## Exercise details
Please pick up the article below on Zambia's cholera outbreak and school closures, and continue writing it from the point where it stops.

Almost 4.5 million children in Zambia out of school due to cholera outbreak
28 Jan 2024 21:50

ISIDORA CIRIC (ABU DHABI)

In an alarming turn of events, Zambia has been forced to postpone the reopening of schools for the second time in the wake of a devastating cholera outbreak, affecting about 4.3 million school-aged children in the country.

The outbreak has so far claimed over 500 lives, marking the worst outbreak the country has seen in 20 years, and the disease is spreading at an alarming rate, a World Health Organisation (WHO) report issued on Saturday warned. 

The southern African nation, initially scheduled to open schools on January 8, first pushed the date to January 29 due to the escalating crisis. 

However, on Wednesday, the government announced another delay, setting the new reopening date to February 12, 2024, citing a surge in cholera cases. 

Jo Musonda, Country Director for Save the Children in Zambia, in a recent statement said: “We know from the COVID-19 pandemic that the longer children are out of school, the less likely they are to go back at all, putting them at risk of child marriage, forced labour, violence, abuse and exploitation.”

The outbreak is being linked to warmer weather and unusually heavy rains and storms in southern Africa in recent months.

This dire situation has been classified as a Grade 3 emergency by the WHO, the highest grade, signifying the need for a “major/maximal WHO response”.

Since the outbreak was first reported in October 2023, Zambia has witnessed a staggering 14,900 cumulative cases and a tragic 560 deaths, with a case fatality rate of 3.8%, the report said. 

The crisis has affected 62 districts across the nation, placing nearly 20 million individuals at risk. Lusaka and Copperbelt provinces face the greatest risk due to their high population density.

Compounding this dire situation, WHO reported an 81% funding gap, with only a fraction of the required $4,664,174 received for the emergency response. 

Between January 25 and 26 alone, 390 new cases were recorded, underscoring the urgency of the situation.

## Entries supplied
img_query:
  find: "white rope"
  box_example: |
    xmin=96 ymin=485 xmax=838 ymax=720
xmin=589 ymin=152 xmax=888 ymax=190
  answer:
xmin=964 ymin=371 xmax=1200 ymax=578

## Solved problem
The outbreak has not only led to an increase in mortality and morbidity but has also triggered severe malnutrition, particularly in vulnerable populations. 

Cholera's highly contagious nature, especially in areas with poor sanitation and crowded living conditions, poses a significant risk of widespread transmission.

The strain on Zambia's healthcare system is palpable, as the sudden outbreak threatens to overwhelm medical facilities. 

The report indicated that such a large outbreak may also significantly strain the economic stability of a community or region by affecting the workforce, increasing healthcare costs, and discouraging tourism and local commerce.

Moreover, the fear surrounding the disease has fueled social stigma and discrimination against affected individuals and communities, the report added.

Despite the grim circumstances, some relief has come in the form of oral cholera vaccines (OCV) provided by WHO. As of January 25, 2024, 1.7 million people have been vaccinated, and WHO continues to work with various organisations to strengthen case management in cholera treatment centres and supply essential medical kits for patient care.

Save the Children has also stepped in to help combat this crisis, working closely with the Zambian government to contain the spread of cholera, according to the statement.